**Texto de lectura**
====

A pocas horas para que se abran las urnas, puede decirse que el artificio o bulo de MAR consistente en focalizar al pueblo contra un enemigo común que conspira contra la patria ha funcionado como un reloj suizo. Los madrileños se han tragado el relato de que Ayuso es la nueva Manuela Malasaña empeñada en dar la vida por echar de Madrid a las tropas del ilustrado Gabilondo o del rojo Sánchez (que para el caso es lo mismo) y va camino de conseguir, con ayuda de la extrema derecha, que la tierra mesetaria vuelva a ser una becerrada perpetua e inculta regada con vinillo de Jerez, como en los tiempos del franquismo.
A base de demagogias y de construir un mundo idílico que no existe, la lideresa ha ganado las elecciones antes de presentarse, lo cual no deja de tener su mérito. Y hay alguien que desde su despacho mira con deseo y con envidia esa hazaña o gesta: Pablo Casado. El presidente del PP y eterno jefe de la oposición observa el auge fulgurante de Ayuso y se pregunta cuál es la flor de su secreto, cómo lo hace, por qué a él no lo adora el pueblo como a ella. Quizá la respuesta sea que todo político viene marcado, de forma irreversible, por un destino místico, y el destino fatal de Casado es sencillamente caer mal. Los que no le votan lo odian por ambicioso, sectario y arribista y los suyos desconfían de él porque no da la talla ni las victorias electorales de la niña de sus ojos.

====

**Instrucciones de la tarea**
Reproduce el fragmento de la columna sobre Ayuso y Casado desde "A pocas horas" hasta "tiempos del franquismo.", cambiando "vinillo" por "vino".

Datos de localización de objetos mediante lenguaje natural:
====

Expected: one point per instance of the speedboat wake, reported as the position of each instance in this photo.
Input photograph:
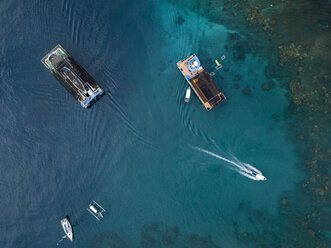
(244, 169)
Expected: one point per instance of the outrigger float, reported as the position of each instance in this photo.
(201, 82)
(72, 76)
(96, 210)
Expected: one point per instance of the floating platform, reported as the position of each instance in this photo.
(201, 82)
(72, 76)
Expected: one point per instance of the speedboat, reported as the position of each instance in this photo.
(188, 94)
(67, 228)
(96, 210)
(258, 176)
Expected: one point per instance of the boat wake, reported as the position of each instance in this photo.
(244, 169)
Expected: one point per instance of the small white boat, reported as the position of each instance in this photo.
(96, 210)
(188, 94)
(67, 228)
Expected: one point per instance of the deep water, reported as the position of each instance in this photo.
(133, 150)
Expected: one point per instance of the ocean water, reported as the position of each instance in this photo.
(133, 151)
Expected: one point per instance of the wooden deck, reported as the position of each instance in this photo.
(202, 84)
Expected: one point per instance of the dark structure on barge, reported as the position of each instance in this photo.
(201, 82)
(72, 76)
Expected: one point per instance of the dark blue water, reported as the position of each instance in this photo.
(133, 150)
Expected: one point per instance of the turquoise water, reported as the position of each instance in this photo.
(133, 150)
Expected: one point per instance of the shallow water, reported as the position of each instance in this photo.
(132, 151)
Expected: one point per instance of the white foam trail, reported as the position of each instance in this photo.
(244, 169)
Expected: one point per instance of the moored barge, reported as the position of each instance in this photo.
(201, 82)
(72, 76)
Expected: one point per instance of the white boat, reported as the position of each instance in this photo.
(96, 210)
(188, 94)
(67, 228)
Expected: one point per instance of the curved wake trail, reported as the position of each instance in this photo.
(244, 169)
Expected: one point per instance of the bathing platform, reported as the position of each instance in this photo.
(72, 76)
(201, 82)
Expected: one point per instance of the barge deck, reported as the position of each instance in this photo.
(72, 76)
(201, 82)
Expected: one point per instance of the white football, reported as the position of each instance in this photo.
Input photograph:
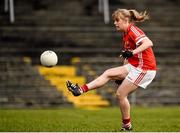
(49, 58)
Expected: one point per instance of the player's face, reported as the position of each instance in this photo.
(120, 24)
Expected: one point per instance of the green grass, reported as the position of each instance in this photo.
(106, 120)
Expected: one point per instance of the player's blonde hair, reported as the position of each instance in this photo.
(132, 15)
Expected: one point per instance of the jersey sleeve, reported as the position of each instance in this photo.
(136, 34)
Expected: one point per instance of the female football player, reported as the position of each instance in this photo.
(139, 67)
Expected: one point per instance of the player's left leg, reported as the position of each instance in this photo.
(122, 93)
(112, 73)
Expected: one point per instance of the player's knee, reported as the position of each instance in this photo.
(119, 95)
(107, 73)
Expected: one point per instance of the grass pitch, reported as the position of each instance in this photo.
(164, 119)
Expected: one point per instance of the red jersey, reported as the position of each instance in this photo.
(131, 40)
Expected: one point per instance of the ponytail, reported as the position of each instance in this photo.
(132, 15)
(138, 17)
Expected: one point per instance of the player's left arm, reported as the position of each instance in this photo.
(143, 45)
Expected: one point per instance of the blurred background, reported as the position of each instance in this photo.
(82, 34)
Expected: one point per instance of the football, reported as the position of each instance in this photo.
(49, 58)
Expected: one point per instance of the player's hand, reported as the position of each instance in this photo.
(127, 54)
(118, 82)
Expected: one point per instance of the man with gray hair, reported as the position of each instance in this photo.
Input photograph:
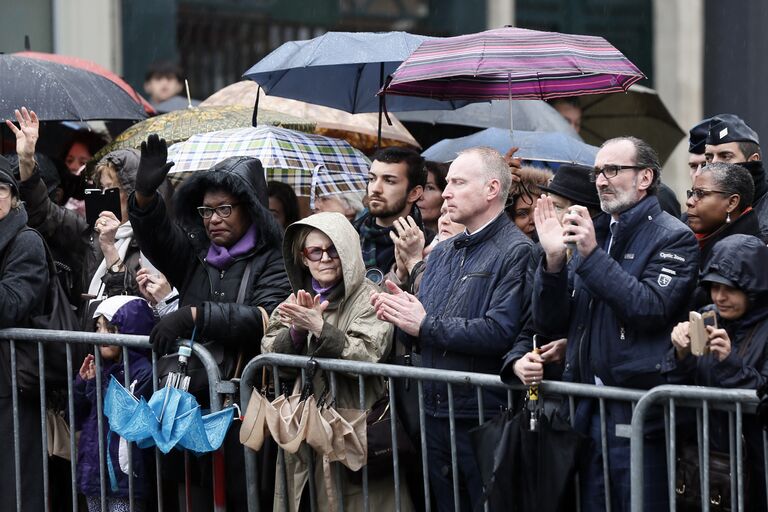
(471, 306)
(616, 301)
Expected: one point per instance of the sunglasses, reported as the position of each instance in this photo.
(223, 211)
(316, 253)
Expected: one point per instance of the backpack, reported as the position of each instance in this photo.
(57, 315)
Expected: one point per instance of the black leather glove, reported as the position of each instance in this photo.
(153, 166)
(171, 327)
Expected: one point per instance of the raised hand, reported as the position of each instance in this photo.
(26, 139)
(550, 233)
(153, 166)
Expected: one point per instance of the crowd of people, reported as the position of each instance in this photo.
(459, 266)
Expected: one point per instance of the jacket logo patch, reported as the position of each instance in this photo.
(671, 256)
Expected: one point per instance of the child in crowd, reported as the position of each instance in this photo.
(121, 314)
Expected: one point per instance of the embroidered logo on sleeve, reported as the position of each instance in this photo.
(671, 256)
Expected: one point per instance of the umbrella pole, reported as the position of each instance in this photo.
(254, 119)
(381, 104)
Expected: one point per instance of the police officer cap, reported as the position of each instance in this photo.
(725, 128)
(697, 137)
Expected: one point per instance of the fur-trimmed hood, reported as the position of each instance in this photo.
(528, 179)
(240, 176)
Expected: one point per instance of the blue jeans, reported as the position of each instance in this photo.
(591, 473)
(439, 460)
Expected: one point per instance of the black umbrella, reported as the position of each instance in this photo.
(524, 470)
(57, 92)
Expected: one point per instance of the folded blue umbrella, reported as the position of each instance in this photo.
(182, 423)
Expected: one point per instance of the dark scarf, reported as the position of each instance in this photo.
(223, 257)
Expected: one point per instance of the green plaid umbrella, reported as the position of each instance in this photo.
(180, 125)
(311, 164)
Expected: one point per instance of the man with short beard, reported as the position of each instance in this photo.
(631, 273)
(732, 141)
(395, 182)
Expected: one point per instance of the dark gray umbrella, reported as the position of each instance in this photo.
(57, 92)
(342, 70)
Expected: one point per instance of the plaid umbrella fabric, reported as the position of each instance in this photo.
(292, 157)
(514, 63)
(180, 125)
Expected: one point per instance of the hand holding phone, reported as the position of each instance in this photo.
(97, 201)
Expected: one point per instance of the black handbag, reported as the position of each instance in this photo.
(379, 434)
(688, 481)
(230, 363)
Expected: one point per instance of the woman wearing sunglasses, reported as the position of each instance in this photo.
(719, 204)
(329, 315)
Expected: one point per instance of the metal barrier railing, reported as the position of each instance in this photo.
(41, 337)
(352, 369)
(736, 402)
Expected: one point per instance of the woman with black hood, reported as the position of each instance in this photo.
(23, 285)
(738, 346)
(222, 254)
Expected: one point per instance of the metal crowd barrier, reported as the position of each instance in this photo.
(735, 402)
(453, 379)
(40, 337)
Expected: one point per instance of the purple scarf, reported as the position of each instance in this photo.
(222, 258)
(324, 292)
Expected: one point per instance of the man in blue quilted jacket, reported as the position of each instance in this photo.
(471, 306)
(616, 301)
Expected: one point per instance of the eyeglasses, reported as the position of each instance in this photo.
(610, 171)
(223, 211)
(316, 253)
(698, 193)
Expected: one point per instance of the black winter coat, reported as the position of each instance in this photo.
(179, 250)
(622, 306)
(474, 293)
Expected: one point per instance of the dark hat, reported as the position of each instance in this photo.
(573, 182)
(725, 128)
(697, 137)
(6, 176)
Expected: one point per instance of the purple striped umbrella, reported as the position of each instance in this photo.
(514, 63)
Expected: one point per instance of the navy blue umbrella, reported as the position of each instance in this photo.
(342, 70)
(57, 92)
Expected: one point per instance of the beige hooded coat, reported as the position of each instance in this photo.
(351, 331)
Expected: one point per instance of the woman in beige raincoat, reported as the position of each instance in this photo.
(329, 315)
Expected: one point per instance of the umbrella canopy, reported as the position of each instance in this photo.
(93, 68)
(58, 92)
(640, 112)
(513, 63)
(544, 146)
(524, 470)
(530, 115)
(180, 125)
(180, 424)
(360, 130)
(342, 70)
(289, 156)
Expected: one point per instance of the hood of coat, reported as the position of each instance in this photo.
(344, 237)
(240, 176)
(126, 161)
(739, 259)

====

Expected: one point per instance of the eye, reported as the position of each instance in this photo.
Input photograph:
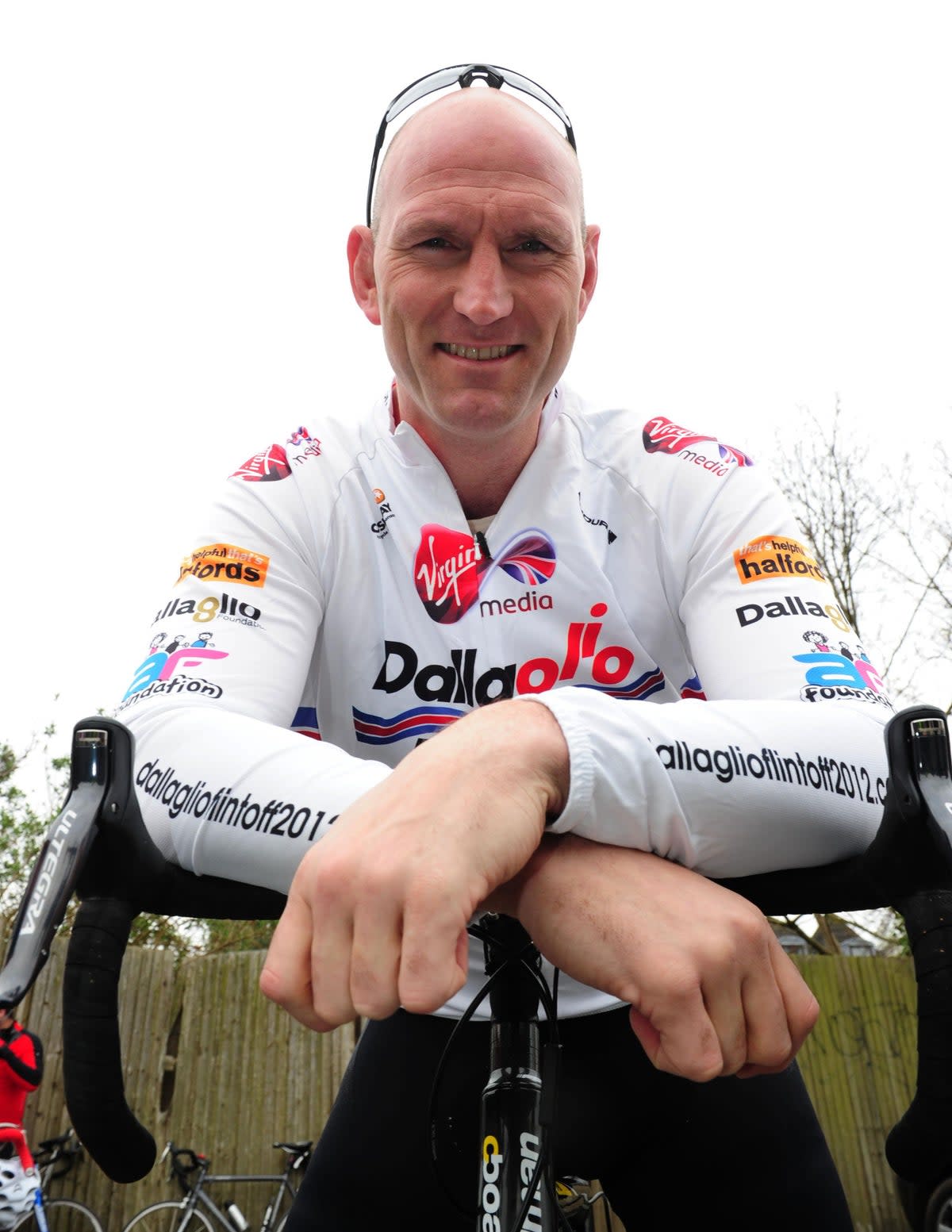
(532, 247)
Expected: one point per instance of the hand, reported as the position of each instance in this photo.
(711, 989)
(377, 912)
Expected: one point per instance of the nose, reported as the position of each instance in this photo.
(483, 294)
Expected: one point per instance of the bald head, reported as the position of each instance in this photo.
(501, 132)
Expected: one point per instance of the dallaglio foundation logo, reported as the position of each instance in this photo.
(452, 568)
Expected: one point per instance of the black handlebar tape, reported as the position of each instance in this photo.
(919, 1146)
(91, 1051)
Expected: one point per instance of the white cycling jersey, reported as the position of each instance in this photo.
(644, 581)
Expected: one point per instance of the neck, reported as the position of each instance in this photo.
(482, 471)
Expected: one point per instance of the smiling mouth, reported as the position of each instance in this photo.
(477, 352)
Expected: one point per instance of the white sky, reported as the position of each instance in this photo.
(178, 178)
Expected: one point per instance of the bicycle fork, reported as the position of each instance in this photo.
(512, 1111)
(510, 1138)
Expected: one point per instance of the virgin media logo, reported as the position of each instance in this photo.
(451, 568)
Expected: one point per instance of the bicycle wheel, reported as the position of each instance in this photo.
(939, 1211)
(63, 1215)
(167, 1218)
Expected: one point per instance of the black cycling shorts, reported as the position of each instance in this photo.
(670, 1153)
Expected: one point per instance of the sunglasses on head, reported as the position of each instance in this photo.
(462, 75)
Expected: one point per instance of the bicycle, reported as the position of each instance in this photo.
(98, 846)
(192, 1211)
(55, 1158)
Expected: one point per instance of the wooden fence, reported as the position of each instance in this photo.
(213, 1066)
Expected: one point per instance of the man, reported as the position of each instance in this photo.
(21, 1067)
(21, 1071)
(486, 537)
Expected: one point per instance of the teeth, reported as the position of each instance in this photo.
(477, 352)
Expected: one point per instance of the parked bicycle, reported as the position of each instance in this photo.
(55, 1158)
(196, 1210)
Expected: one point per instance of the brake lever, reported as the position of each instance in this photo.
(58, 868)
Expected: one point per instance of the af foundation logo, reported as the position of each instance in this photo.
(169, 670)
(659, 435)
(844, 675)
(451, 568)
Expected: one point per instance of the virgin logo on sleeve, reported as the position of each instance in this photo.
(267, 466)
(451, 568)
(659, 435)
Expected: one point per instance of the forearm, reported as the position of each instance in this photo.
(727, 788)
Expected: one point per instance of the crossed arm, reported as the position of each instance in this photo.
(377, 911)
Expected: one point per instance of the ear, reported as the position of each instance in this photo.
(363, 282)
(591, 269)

====

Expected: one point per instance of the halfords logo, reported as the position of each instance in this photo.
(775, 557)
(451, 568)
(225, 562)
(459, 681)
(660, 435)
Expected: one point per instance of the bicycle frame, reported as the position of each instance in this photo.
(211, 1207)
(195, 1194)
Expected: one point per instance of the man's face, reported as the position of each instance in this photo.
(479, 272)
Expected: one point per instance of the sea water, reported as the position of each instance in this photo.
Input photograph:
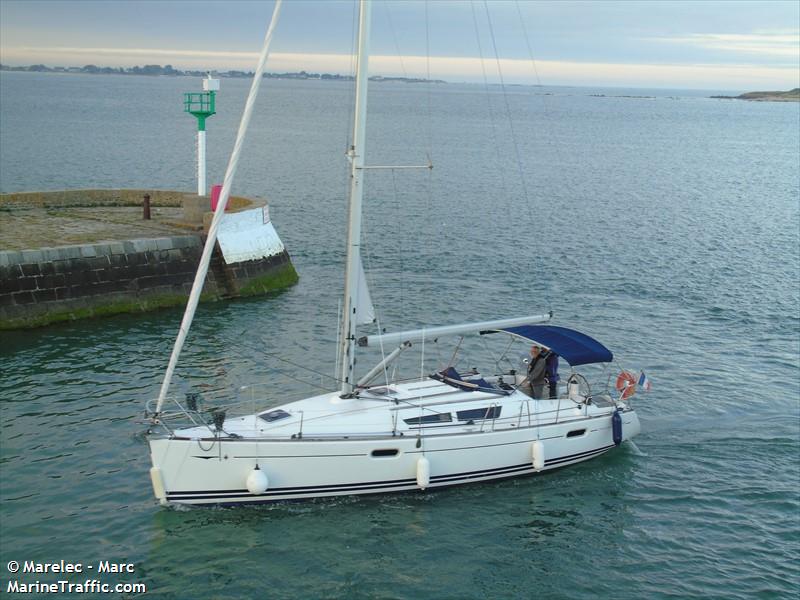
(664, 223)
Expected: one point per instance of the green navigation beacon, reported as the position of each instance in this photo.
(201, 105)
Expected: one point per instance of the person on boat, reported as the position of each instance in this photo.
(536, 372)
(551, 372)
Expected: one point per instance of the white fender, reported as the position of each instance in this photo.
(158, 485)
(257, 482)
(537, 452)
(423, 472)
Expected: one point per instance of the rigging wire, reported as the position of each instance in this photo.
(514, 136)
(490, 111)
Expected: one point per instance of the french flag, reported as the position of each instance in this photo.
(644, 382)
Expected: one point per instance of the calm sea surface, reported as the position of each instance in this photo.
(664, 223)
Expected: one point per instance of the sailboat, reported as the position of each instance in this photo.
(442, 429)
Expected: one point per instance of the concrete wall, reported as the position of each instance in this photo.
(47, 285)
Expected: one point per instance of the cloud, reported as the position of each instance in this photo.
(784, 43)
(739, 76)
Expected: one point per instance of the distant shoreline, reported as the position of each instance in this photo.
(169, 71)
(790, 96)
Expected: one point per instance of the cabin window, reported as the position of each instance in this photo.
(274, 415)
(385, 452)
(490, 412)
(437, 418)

====

**Respuesta**
A pocas horas para que se abran las urnas, puede decirse que el artificio o bulo de MAR consistente en focalizar al pueblo contra un enemigo común que conspira contra la patria ha funcionado como un reloj suizo. Los madrileños se han tragado el relato de que Ayuso es la nueva Manuela Malasaña empeñada en dar la vida por echar de Madrid a las tropas del ilustrado Gabilondo o del rojo Sánchez (que para el caso es lo mismo) y va camino de conseguir, con ayuda de la extrema derecha, que la tierra mesetaria vuelva a ser una becerrada perpetua e inculta regada con vino de Jerez, como en los tiempos del franquismo.